● **Problem requirements**
Copy out the data from the line containing "Review step: verify that every instance of the crowd" through the end of the data, inclusive, keeping the requests, and add -134 to every x and y coordinate value in the answers.

________

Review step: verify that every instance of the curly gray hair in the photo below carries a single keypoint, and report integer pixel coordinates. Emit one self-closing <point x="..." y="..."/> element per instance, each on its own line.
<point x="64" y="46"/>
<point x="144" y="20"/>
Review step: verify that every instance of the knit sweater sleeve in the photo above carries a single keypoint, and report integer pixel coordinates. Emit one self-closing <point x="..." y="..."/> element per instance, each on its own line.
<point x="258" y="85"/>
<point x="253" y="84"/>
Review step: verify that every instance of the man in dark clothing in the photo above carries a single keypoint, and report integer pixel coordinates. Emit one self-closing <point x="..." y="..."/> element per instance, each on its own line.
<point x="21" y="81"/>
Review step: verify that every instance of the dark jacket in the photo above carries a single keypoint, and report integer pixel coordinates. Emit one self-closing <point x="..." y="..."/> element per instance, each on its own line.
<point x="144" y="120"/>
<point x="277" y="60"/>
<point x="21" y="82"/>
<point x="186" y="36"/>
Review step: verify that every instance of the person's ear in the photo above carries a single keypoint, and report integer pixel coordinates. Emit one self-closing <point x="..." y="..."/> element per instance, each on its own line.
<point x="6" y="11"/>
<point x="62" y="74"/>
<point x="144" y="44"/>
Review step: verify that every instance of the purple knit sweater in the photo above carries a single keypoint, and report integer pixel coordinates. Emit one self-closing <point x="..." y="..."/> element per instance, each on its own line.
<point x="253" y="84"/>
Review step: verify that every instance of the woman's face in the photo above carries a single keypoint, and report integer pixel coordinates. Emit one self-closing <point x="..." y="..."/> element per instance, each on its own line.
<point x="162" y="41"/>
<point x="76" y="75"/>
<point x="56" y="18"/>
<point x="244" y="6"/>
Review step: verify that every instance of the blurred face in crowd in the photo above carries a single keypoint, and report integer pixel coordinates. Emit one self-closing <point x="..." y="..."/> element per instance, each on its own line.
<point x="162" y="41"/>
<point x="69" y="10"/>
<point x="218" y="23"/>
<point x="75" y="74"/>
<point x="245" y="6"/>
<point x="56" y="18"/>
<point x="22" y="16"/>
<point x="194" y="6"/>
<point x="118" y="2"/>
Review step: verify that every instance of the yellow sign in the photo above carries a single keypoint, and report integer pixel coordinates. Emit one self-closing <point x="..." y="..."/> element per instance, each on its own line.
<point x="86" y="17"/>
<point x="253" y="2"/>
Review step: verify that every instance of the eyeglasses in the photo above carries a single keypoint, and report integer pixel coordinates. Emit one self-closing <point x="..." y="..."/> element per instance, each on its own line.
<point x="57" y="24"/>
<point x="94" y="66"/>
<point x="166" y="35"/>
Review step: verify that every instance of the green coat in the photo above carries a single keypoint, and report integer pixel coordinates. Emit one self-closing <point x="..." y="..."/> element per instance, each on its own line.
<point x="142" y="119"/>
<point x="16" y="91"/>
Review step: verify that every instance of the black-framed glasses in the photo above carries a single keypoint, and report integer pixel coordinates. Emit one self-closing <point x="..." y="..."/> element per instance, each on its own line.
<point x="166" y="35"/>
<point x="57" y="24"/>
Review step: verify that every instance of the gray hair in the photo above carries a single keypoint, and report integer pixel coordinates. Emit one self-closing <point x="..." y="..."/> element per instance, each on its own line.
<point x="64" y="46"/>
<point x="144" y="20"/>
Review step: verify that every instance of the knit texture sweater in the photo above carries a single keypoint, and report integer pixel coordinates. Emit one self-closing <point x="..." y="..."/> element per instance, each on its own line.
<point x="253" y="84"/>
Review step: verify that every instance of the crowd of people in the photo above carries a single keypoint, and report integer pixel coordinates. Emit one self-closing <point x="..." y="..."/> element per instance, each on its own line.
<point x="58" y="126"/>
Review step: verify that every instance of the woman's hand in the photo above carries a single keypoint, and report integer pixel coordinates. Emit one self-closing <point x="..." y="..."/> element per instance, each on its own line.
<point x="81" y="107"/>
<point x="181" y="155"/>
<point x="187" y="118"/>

________

● **The completed task**
Review step: verify that every instance of the crowd of people in the photo above carries a single keypoint, and report integer pixel coordinates. Emit one self-closing <point x="..." y="..."/> element per instance, each on its own line.
<point x="-76" y="-8"/>
Review step: verify that every instance of the woman's hand in the photo above carries a single keypoint, and report integer pixel coordinates. Emit one self-closing <point x="..." y="..."/> element per instance, each on its own line.
<point x="-53" y="-27"/>
<point x="47" y="21"/>
<point x="53" y="-16"/>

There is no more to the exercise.